Parts of the exercise:
1 – According to the mailing list post, what did the shell script used as /sbin/init do on those boxen?
2 – Repeat everything in the mailing list post from "[permalink] [raw]" down to "routing, and exit.".

Reading passage:
--- BEGIN ---

That's a different thing, I think.

That is, 'init exiting' versus 'all the code to prevent init being killed is bypassed and init is killed'

2002-03-15 15:03:02

by Russell King

[permalink] [raw]
Subject: Re: [PATCH] 2.4 and 2.5: remove Alt-Sysrq-L

On Fri, Mar 15, 2002 at 09:54:05AM -0500, Nicholas Berry wrote:
> > I distinctly recall it working perfectly OK in around 2.1.50. I had boxen
> > where /sbin/init was a shell script which would bring up the interfaces,
> > enable routing, and exit.
>
> That's a different thing, I think.
>
> That is, 'init exiting' versus 'all the code to prevent init being killed
> is bypassed and init is killed'

Very true.

With all recent kernels, init exiting causes the last of these to trigger:

NORET_TYPE void do_exit(long code)
{
struct task_struct *tsk = current;

if (in_interrupt())
panic("Aiee, killing interrupt handler!");
if (!tsk->pid)
panic("Attempted to kill the idle task!");
if (tsk->pid == 1)

--- END ---

Extracted entries:
--- BEGIN ---

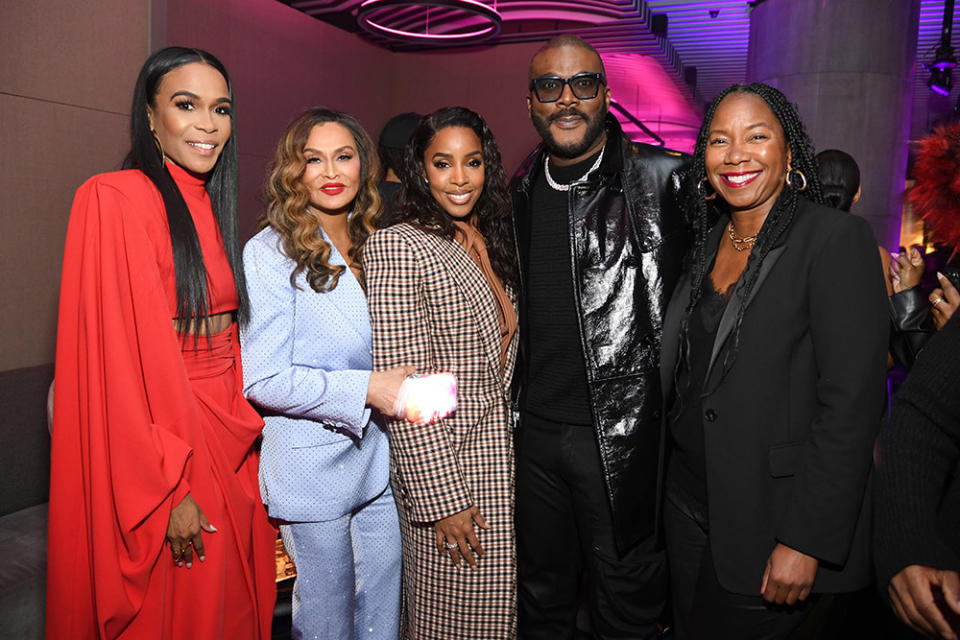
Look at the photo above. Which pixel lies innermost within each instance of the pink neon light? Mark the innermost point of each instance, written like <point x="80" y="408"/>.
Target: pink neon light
<point x="429" y="36"/>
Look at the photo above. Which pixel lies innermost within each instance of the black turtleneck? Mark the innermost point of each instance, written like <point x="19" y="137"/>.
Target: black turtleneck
<point x="557" y="376"/>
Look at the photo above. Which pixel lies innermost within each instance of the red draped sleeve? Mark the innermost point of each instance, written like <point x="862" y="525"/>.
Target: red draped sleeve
<point x="124" y="411"/>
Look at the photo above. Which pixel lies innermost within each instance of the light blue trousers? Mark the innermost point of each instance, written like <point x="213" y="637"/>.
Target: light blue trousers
<point x="348" y="574"/>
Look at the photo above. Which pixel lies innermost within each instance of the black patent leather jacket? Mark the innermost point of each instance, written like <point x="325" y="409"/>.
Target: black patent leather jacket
<point x="628" y="237"/>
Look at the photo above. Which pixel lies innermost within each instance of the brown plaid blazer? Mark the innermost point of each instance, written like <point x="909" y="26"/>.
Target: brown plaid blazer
<point x="431" y="307"/>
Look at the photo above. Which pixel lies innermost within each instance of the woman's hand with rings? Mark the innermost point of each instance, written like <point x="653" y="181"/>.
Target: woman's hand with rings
<point x="944" y="300"/>
<point x="384" y="386"/>
<point x="183" y="532"/>
<point x="908" y="270"/>
<point x="456" y="536"/>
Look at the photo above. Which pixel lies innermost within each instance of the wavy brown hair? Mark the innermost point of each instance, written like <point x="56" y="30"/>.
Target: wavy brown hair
<point x="288" y="200"/>
<point x="417" y="206"/>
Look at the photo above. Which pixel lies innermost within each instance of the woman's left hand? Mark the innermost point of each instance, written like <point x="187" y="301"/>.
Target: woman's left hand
<point x="944" y="301"/>
<point x="455" y="535"/>
<point x="789" y="576"/>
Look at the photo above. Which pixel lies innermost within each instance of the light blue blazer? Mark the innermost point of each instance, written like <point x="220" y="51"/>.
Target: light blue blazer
<point x="306" y="366"/>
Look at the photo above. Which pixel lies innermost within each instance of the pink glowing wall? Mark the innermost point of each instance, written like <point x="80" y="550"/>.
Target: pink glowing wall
<point x="642" y="87"/>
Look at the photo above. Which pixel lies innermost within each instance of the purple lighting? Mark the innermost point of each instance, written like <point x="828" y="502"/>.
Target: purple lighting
<point x="457" y="20"/>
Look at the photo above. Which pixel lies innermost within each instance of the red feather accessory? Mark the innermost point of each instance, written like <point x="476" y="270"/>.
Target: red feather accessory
<point x="935" y="196"/>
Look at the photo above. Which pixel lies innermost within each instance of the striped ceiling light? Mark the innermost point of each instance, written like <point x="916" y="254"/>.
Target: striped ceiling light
<point x="441" y="22"/>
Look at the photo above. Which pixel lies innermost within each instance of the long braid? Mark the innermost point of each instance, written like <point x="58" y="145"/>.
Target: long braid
<point x="775" y="225"/>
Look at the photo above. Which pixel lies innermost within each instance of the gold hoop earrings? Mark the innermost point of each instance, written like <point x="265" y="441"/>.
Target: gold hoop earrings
<point x="156" y="143"/>
<point x="803" y="179"/>
<point x="700" y="191"/>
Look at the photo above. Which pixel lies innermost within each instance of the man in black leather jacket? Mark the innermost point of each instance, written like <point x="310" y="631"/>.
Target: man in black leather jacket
<point x="600" y="237"/>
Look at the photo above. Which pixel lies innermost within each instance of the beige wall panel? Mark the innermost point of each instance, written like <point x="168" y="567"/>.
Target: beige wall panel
<point x="83" y="53"/>
<point x="52" y="149"/>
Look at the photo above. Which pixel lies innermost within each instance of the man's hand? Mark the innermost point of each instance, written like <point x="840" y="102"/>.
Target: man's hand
<point x="789" y="576"/>
<point x="912" y="595"/>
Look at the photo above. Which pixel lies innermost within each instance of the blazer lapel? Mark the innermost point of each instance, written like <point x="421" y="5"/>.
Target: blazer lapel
<point x="472" y="283"/>
<point x="729" y="317"/>
<point x="670" y="345"/>
<point x="347" y="294"/>
<point x="511" y="358"/>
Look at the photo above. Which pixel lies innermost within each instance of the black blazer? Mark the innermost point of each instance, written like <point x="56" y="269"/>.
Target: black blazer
<point x="789" y="427"/>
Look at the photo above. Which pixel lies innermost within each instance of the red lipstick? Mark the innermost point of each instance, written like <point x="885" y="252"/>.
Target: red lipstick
<point x="739" y="179"/>
<point x="333" y="188"/>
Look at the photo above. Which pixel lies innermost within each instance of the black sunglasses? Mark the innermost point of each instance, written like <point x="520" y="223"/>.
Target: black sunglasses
<point x="585" y="86"/>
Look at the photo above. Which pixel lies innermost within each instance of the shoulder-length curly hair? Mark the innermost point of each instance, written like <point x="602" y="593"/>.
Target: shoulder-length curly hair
<point x="288" y="200"/>
<point x="704" y="212"/>
<point x="417" y="206"/>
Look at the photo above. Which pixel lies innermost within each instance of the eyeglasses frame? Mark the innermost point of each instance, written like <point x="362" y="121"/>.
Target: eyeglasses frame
<point x="566" y="83"/>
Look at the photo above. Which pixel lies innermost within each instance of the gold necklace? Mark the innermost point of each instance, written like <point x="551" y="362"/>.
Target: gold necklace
<point x="740" y="244"/>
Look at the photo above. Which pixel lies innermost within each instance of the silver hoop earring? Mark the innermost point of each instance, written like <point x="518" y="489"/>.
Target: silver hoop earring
<point x="803" y="180"/>
<point x="700" y="191"/>
<point x="156" y="143"/>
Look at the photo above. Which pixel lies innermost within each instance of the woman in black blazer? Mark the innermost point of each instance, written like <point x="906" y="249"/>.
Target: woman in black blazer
<point x="774" y="359"/>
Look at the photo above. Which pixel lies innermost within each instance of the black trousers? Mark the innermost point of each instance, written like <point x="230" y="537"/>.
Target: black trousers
<point x="565" y="544"/>
<point x="702" y="608"/>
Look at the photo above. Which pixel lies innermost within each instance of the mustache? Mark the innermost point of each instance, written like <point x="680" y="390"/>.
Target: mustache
<point x="566" y="113"/>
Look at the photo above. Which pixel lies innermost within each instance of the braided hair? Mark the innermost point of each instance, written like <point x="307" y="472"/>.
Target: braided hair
<point x="705" y="212"/>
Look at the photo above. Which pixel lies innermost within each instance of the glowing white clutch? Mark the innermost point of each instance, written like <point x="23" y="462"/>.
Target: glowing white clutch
<point x="425" y="398"/>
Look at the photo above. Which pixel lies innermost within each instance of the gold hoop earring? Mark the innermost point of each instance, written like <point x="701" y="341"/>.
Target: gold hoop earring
<point x="700" y="191"/>
<point x="156" y="143"/>
<point x="803" y="179"/>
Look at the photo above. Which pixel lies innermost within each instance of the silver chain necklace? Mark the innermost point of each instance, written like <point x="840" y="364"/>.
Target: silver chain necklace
<point x="566" y="187"/>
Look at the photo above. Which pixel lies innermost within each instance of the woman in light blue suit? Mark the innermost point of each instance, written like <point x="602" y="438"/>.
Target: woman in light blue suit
<point x="324" y="468"/>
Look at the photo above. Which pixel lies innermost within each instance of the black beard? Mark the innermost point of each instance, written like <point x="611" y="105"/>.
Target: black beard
<point x="593" y="132"/>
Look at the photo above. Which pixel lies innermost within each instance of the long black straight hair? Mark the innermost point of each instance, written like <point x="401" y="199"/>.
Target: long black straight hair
<point x="193" y="301"/>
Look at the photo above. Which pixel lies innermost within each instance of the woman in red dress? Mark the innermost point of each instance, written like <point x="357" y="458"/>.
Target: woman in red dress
<point x="156" y="525"/>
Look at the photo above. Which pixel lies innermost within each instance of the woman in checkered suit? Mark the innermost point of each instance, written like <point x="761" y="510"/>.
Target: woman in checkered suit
<point x="441" y="295"/>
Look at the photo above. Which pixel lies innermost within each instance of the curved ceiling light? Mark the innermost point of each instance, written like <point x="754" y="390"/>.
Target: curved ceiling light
<point x="478" y="21"/>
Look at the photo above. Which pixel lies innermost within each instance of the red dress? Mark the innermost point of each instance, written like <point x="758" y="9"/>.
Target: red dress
<point x="142" y="418"/>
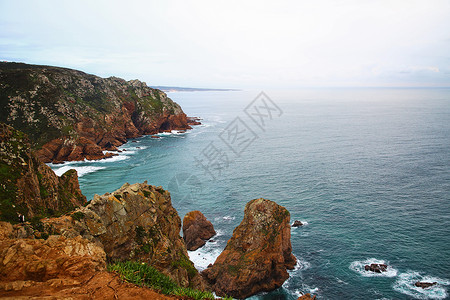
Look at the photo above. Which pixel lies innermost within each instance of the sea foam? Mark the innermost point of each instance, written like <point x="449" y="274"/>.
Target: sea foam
<point x="80" y="170"/>
<point x="358" y="266"/>
<point x="405" y="285"/>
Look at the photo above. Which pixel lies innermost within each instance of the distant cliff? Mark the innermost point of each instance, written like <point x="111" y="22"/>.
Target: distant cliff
<point x="71" y="115"/>
<point x="28" y="187"/>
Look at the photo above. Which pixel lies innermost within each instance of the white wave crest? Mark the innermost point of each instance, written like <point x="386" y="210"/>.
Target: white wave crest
<point x="114" y="158"/>
<point x="80" y="170"/>
<point x="358" y="266"/>
<point x="405" y="285"/>
<point x="204" y="256"/>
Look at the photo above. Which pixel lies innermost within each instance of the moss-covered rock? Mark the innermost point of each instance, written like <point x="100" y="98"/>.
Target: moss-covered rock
<point x="27" y="186"/>
<point x="71" y="115"/>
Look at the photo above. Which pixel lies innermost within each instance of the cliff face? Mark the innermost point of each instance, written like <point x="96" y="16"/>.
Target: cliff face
<point x="136" y="222"/>
<point x="72" y="115"/>
<point x="28" y="186"/>
<point x="257" y="255"/>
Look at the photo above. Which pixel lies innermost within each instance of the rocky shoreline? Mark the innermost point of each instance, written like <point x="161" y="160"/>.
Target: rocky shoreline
<point x="51" y="238"/>
<point x="71" y="116"/>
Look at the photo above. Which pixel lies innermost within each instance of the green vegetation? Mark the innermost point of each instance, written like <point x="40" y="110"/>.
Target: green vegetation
<point x="186" y="264"/>
<point x="143" y="274"/>
<point x="77" y="215"/>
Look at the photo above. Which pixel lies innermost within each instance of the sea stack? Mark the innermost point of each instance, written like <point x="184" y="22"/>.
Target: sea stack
<point x="196" y="230"/>
<point x="258" y="254"/>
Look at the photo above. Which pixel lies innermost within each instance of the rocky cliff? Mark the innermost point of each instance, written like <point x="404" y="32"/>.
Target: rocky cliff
<point x="71" y="115"/>
<point x="136" y="222"/>
<point x="257" y="255"/>
<point x="196" y="230"/>
<point x="28" y="186"/>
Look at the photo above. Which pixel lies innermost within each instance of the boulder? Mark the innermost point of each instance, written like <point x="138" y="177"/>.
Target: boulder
<point x="42" y="260"/>
<point x="258" y="254"/>
<point x="424" y="285"/>
<point x="136" y="222"/>
<point x="297" y="223"/>
<point x="307" y="297"/>
<point x="196" y="230"/>
<point x="377" y="268"/>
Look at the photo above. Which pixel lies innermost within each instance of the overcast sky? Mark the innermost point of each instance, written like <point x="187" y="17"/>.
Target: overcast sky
<point x="236" y="44"/>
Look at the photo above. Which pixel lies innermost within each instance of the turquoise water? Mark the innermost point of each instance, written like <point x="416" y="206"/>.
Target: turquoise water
<point x="368" y="170"/>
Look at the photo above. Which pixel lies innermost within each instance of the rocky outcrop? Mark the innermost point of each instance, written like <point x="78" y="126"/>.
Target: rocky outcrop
<point x="307" y="297"/>
<point x="136" y="222"/>
<point x="257" y="255"/>
<point x="424" y="285"/>
<point x="59" y="268"/>
<point x="297" y="223"/>
<point x="71" y="115"/>
<point x="376" y="268"/>
<point x="196" y="230"/>
<point x="56" y="257"/>
<point x="28" y="186"/>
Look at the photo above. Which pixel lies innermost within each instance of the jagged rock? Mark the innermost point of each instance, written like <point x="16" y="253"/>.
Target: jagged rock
<point x="297" y="223"/>
<point x="196" y="230"/>
<point x="56" y="257"/>
<point x="72" y="115"/>
<point x="136" y="222"/>
<point x="257" y="255"/>
<point x="28" y="186"/>
<point x="307" y="297"/>
<point x="377" y="268"/>
<point x="424" y="285"/>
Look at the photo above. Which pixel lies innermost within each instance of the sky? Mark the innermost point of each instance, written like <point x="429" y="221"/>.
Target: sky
<point x="236" y="44"/>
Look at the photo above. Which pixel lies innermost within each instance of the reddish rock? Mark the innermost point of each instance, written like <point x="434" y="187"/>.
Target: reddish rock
<point x="196" y="230"/>
<point x="56" y="257"/>
<point x="75" y="106"/>
<point x="33" y="187"/>
<point x="258" y="254"/>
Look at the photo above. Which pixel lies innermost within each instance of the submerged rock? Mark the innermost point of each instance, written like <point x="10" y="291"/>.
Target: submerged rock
<point x="424" y="285"/>
<point x="307" y="297"/>
<point x="258" y="254"/>
<point x="297" y="223"/>
<point x="196" y="230"/>
<point x="377" y="268"/>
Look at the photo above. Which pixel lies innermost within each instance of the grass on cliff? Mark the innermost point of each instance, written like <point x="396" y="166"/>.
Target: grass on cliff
<point x="145" y="275"/>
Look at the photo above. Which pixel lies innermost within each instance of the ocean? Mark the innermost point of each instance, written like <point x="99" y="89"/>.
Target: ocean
<point x="367" y="171"/>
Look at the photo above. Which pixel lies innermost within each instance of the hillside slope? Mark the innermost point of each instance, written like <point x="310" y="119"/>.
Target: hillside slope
<point x="70" y="115"/>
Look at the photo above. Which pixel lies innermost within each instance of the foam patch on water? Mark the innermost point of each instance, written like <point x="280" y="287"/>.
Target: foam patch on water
<point x="303" y="222"/>
<point x="405" y="285"/>
<point x="224" y="218"/>
<point x="172" y="133"/>
<point x="205" y="255"/>
<point x="358" y="266"/>
<point x="112" y="159"/>
<point x="80" y="170"/>
<point x="301" y="265"/>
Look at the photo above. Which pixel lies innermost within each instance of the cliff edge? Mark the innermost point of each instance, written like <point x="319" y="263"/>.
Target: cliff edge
<point x="70" y="115"/>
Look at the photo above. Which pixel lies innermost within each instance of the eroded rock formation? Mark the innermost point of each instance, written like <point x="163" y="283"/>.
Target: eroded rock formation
<point x="71" y="115"/>
<point x="28" y="186"/>
<point x="136" y="222"/>
<point x="196" y="230"/>
<point x="257" y="255"/>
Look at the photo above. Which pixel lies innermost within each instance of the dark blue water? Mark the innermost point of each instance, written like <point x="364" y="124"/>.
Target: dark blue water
<point x="368" y="170"/>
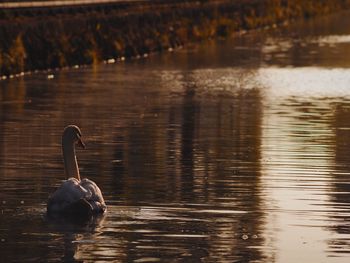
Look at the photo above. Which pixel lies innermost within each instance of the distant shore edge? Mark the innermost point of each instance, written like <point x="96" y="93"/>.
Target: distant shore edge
<point x="43" y="38"/>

--- END ---

Complete answers:
1 – It brought up the interfaces, enabled routing, and exited.

2 –
[permalink] [raw]
Subject: Re: [PATCH] 2.4 and 2.5: remove Alt-Sysrq-L

On Fri, Mar 15, 2002 at 09:54:05AM -0500, Nicholas Berry wrote:
> > I distinctly recall it working perfectly OK in around 2.1.50. I had boxen
> > where /sbin/init was a shell script which would bring up the interfaces,
> > enable routing, and exit.